--- TEXT PROVIDED Enclosed Below ---

GOOGL’s New CFO Makes Her Debut on the Earnings Call

Anat Ashkenazi, Alphabet’s new CFO, made her earnings call debut on Tuesday, emphasizing a top priority of achieving “cost efficiencies” throughout the company. Ashkenazi stepped into the role in July, nearly a year after Ruth Porat transitioned to her new role as Alphabet’s president and chief investment officer.

GOOGL Faces Rising Competition in Search Advertising

The robust results aside, GOOGL faces rising competition in the AI-driven advertising landscape, where companies like OpenAI, Perplexity, and even TikTok are increasingly vying for market share. In order to navigate this changing landscape, Alphabet has made internal adjustments, including budget cuts and restructuring efforts.

Moreover, Ashkenazi indicated that she aims to streamline for “further efficiencies,” reallocating resources for new investments that will protect Alphabet’s competitive edge and sustain profit margins.

GOOGL Expects Its CapEx to Rise

Beyond cost cuts and restructuring efforts, GOOGL is investing heavily to strengthen its technical infrastructure. In the third quarter, GOOGL reported capital expenditures of $13 billion, primarily allocated to technical infrastructure, such as servers and data centers crucial for its cloud and AI capabilities.

--- End of Enclosed TEXT PROVIDED ---
--- SUPPLIED RECORDS Enclosed Below ---

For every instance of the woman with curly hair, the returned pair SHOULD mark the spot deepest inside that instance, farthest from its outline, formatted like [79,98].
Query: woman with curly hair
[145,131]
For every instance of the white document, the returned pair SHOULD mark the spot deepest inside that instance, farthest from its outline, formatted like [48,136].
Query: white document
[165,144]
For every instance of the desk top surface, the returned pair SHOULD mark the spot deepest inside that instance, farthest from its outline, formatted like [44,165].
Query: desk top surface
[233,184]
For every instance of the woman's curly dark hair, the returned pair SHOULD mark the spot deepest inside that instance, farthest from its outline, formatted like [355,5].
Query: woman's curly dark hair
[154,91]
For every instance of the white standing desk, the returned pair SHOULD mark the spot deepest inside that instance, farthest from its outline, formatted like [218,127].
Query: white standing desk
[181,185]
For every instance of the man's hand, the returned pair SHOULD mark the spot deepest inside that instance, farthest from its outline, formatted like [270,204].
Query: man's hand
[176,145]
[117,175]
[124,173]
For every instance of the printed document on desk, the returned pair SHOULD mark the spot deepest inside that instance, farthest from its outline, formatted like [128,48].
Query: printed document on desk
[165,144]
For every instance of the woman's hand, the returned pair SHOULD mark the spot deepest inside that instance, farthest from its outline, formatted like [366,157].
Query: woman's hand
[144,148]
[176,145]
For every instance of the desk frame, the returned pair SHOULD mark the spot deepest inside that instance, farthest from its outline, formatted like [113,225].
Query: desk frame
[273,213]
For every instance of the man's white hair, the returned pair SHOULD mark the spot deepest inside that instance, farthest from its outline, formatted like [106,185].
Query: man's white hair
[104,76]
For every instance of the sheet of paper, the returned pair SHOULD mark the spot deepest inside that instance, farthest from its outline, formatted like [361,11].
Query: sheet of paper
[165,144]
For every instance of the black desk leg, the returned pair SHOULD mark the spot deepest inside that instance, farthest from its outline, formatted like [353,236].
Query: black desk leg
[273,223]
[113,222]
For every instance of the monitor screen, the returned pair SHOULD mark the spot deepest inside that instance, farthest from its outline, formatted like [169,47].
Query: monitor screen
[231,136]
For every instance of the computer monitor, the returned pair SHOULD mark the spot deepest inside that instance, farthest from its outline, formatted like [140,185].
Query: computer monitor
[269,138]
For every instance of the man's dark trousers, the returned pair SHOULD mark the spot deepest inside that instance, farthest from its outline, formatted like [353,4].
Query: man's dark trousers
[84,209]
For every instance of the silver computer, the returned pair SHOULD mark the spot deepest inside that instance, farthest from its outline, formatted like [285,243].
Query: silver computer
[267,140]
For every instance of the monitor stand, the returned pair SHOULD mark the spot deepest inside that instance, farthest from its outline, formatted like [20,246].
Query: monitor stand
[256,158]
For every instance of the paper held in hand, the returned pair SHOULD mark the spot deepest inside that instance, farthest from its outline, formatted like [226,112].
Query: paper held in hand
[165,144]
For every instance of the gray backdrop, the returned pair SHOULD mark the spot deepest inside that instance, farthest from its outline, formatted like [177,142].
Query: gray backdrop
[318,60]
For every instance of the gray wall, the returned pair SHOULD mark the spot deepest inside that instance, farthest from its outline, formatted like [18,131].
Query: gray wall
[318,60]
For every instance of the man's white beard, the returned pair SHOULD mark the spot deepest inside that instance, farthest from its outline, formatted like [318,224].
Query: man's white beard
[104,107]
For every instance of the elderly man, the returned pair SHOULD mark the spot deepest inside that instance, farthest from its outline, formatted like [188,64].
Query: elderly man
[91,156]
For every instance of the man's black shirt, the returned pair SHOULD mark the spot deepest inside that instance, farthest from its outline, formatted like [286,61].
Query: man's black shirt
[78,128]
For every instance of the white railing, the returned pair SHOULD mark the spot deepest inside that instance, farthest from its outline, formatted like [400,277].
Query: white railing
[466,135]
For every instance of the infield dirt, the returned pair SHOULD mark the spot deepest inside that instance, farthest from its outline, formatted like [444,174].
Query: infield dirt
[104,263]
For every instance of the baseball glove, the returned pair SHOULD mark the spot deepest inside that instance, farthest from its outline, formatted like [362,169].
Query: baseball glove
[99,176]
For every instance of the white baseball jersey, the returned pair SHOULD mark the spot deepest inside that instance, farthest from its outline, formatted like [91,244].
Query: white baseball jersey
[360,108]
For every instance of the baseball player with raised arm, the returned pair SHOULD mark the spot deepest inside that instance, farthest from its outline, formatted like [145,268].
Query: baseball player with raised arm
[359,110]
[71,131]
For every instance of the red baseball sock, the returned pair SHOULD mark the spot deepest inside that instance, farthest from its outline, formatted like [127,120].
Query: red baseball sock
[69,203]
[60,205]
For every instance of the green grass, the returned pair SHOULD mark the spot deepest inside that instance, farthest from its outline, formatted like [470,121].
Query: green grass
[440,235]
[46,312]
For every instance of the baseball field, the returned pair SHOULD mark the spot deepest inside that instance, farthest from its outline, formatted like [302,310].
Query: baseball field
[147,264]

--- End of Enclosed SUPPLIED RECORDS ---

> **PROBLEM 1**
Translate this sentence from the article on Alphabet's new CFO into Spanish: "Beyond cost cuts and restructuring efforts, GOOGL is investing heavily to strengthen its technical infrastructure."
> **PROBLEM 2**
Summarize the article on Alphabet's new CFO in two sentences.
> **PROBLEM 3**
Proceed with the article on Alphabet's new CFO, starting after its final sentence.

> **RESPONSE BOX 1**
Más allá de los recortes de costos y los esfuerzos de reestructuración, GOOGL está invirtiendo fuertemente para fortalecer su infraestructura técnica.

> **RESPONSE BOX 2**
Anat Ashkenazi, who became Alphabet's CFO in July, made her earnings call debut on Tuesday and stressed cost efficiencies throughout the company as a top priority. Facing rising competition in AI-driven advertising from companies like OpenAI, Perplexity, and TikTok, Alphabet has made budget cuts and restructured while also investing heavily in technical infrastructure, reporting $13 billion in third-quarter capital expenditures.

> **RESPONSE BOX 3**
Additionally, Ashkenazi hinted at a similar CapEx in the fourth quarter and warned of further increases in 2025, as the company invests aggressively in enhancing its search and cloud capabilities. These investments, she noted, are based on customer demand, so they “will translate to revenue in the fairly short term.”

Is GOOGL Stock a Buy?

Analysts remain bullish about Alphabet stock, with a Strong Buy consensus rating based on 22 Buys and six Holds. Over the past year, GOOGL has increased by more than 30%, and the average GOOGL price target of $201.54 implies an upside potential of 18.8% from current levels.